* _Supplied material_
▼

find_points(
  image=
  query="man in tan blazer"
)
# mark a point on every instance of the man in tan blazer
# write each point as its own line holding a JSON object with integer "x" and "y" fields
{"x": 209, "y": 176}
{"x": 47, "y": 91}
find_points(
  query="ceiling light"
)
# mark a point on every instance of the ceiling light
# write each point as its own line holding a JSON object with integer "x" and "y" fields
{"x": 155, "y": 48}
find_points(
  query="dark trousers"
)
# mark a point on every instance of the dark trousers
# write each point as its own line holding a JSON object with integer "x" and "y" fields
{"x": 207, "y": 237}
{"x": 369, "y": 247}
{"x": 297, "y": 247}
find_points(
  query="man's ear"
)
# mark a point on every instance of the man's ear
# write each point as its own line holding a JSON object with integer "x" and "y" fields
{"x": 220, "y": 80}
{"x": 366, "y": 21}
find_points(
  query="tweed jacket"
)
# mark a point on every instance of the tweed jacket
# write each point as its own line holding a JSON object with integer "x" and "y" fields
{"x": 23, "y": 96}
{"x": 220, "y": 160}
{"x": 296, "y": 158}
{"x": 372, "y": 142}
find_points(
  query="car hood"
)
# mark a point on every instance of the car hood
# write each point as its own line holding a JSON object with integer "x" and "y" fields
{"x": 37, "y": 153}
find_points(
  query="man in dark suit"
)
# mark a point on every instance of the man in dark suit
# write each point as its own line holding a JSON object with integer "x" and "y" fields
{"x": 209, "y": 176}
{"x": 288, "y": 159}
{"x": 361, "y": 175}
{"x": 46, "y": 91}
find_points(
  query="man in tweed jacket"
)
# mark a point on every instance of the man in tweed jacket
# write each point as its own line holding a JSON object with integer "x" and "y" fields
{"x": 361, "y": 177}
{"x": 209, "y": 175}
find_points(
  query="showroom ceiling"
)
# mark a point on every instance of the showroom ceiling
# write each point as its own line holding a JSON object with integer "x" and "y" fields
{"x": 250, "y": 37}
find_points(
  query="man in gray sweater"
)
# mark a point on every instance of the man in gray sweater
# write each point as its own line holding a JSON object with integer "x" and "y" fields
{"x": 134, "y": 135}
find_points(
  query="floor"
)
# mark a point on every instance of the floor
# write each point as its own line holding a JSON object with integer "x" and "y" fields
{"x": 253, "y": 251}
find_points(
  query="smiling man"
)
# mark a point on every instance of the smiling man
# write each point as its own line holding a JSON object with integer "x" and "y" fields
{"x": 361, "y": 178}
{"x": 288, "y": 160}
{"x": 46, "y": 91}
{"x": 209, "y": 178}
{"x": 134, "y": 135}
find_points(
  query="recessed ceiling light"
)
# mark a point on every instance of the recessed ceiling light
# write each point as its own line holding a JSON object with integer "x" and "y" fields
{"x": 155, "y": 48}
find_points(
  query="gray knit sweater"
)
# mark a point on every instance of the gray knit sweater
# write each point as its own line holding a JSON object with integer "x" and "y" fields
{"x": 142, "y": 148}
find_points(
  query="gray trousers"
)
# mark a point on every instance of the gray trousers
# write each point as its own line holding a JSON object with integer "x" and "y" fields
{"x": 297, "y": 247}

▲
▼

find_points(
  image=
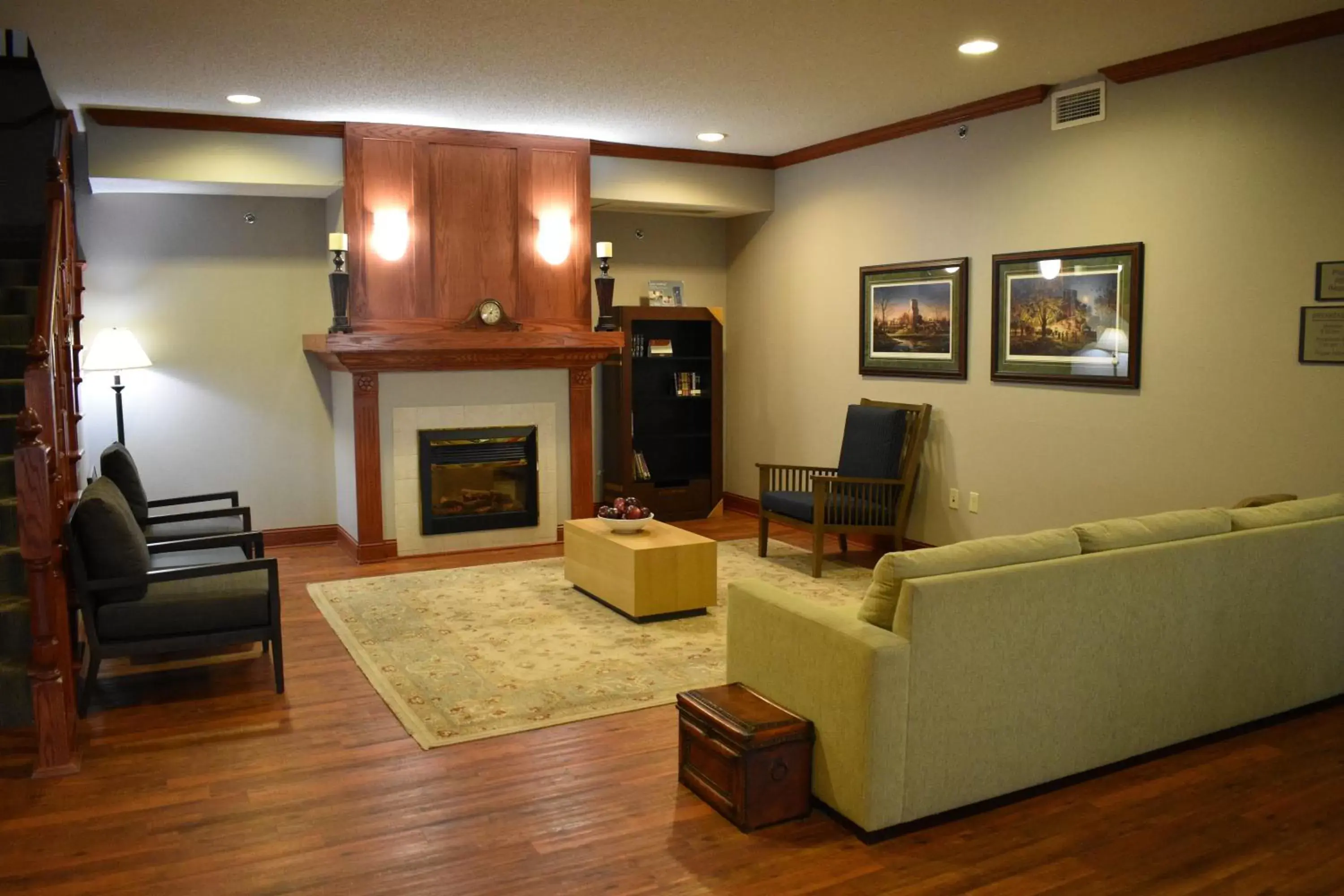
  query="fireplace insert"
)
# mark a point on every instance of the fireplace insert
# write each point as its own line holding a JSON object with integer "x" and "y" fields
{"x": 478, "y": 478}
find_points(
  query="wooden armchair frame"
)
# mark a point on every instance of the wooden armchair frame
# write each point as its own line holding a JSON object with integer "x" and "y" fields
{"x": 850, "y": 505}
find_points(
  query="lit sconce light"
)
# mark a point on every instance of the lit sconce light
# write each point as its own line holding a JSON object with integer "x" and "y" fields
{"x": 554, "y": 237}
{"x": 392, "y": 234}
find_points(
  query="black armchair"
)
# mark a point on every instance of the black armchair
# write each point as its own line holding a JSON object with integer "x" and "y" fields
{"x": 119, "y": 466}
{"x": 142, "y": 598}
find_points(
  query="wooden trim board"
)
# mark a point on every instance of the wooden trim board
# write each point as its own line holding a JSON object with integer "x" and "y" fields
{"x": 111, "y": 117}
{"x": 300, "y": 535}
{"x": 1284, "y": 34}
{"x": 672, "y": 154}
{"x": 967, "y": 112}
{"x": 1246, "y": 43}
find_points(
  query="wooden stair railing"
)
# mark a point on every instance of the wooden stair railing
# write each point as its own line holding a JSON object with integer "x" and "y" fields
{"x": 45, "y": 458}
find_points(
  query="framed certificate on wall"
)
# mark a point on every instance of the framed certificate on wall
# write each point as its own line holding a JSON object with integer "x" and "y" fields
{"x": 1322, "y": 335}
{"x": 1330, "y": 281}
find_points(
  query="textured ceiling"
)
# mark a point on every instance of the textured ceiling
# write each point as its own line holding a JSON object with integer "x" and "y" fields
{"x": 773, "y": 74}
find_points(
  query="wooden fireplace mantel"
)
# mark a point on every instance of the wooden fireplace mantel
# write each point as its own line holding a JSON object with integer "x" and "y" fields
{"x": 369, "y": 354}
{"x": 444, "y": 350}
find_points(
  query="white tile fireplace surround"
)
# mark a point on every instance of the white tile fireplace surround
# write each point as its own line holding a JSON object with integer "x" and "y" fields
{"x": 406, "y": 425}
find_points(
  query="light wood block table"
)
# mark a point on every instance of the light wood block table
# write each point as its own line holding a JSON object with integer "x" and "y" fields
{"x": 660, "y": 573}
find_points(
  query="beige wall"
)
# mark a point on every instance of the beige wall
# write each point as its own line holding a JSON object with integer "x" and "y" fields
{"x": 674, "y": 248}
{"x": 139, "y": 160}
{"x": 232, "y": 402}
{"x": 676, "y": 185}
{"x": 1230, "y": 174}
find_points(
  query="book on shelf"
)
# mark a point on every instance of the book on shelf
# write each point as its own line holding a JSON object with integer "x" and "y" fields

▲
▼

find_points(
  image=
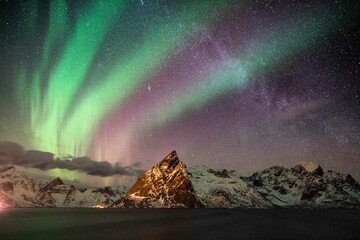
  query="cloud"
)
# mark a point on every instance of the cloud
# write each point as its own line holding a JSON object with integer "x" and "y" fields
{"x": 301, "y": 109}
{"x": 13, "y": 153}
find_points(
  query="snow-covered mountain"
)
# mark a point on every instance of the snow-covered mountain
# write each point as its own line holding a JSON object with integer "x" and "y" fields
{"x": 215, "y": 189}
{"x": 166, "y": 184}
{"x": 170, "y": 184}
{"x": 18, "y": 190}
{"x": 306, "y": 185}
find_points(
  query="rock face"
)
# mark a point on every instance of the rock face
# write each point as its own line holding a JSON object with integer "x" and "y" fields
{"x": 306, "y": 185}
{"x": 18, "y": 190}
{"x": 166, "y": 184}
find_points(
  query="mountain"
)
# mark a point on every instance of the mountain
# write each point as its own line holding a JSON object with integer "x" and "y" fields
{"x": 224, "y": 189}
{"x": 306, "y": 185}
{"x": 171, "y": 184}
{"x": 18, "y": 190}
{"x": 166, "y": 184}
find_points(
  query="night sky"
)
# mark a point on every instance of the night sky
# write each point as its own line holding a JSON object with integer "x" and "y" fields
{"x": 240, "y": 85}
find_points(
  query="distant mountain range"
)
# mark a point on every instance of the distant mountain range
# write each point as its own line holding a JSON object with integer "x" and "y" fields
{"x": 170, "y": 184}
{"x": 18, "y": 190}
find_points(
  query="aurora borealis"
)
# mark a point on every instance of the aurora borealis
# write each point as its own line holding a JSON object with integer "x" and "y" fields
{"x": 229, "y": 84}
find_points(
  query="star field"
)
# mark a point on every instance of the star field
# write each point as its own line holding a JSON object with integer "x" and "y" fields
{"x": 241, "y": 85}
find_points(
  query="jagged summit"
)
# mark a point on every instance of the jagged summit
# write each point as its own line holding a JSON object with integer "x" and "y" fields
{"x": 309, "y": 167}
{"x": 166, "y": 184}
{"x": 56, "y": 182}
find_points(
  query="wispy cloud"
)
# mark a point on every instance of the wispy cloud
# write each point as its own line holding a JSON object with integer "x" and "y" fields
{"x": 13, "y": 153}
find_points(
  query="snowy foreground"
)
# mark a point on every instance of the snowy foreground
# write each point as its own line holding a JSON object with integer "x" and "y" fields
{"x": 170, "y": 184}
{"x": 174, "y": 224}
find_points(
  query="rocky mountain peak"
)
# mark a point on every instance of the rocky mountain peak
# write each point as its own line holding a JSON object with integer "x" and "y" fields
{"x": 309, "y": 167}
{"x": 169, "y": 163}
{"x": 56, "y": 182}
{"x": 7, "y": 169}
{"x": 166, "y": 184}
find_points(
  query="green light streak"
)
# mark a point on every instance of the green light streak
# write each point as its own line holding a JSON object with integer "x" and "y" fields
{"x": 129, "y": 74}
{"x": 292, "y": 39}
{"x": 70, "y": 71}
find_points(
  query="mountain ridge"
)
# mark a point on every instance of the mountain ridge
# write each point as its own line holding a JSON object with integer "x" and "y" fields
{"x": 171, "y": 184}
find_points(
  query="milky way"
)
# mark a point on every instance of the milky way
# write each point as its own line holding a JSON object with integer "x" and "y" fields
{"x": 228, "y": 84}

▲

* _Task directions_
Scan the lines above for the word "star", then copy each line that has it.

* _Exercise answer_
  query="star field"
# mark a point on every instance of the star field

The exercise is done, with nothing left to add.